Image point annotation entries:
● ● ● ●

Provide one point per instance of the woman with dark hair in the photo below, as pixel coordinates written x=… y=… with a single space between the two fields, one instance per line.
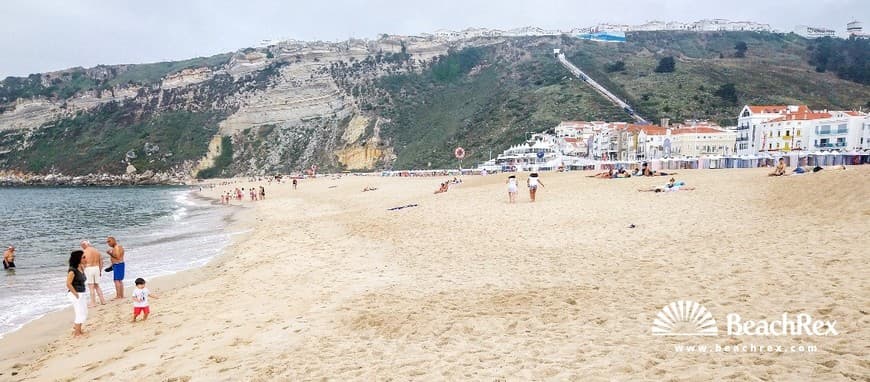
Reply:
x=75 y=283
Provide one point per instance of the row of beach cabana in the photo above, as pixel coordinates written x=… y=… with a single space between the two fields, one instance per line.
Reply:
x=792 y=159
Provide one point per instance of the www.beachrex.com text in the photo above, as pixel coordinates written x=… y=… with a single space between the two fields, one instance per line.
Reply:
x=751 y=348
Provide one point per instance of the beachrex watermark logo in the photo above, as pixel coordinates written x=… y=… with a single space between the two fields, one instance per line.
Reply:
x=684 y=318
x=688 y=318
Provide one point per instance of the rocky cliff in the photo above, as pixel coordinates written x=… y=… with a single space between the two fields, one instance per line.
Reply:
x=367 y=104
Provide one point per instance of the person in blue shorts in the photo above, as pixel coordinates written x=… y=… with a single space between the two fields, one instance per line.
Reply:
x=116 y=252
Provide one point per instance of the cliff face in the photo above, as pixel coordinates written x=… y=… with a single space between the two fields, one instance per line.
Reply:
x=285 y=108
x=398 y=101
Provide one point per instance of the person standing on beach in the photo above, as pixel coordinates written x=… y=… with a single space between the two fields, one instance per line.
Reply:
x=9 y=258
x=75 y=284
x=116 y=252
x=140 y=300
x=92 y=262
x=512 y=189
x=533 y=182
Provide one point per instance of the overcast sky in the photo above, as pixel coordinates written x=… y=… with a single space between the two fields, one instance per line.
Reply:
x=42 y=35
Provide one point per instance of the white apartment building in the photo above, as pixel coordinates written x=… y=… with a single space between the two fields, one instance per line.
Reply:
x=630 y=142
x=748 y=132
x=814 y=32
x=791 y=128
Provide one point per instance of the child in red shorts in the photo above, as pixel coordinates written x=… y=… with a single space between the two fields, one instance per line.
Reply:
x=140 y=300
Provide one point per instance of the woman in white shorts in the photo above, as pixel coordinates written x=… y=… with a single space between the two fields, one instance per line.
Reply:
x=512 y=189
x=75 y=283
x=533 y=182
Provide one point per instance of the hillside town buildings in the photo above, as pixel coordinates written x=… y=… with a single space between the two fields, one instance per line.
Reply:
x=785 y=128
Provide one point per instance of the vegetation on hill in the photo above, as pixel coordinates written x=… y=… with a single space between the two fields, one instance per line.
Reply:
x=65 y=84
x=99 y=141
x=482 y=99
x=775 y=69
x=849 y=59
x=222 y=162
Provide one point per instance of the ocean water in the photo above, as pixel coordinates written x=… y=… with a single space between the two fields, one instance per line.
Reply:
x=163 y=230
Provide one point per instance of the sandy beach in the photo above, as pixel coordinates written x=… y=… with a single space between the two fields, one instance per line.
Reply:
x=325 y=283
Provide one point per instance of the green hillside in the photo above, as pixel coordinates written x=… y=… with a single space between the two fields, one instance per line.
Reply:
x=485 y=95
x=493 y=95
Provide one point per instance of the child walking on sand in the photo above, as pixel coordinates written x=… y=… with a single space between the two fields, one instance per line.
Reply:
x=140 y=300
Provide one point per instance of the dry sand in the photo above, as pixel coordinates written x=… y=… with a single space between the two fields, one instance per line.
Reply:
x=328 y=284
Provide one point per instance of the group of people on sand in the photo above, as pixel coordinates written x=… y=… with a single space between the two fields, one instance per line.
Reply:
x=780 y=169
x=621 y=172
x=255 y=194
x=84 y=273
x=532 y=182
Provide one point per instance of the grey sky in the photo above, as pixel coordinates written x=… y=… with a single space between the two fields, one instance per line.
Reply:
x=42 y=35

● ● ● ●

### [Written exercise]
Rewrite the lines from the one containing "Provide one point per instance of the group" through the one containing "x=532 y=182", swapping "group of people" for "crowd" and changing nothing else. Give only those lines.

### [Complete answer]
Provide one point per instance of the crowd on sand in the photo above, as pixel coordinates written x=… y=… with a single space between the two fields, one instance per line.
Reply:
x=780 y=169
x=621 y=172
x=255 y=194
x=84 y=273
x=532 y=182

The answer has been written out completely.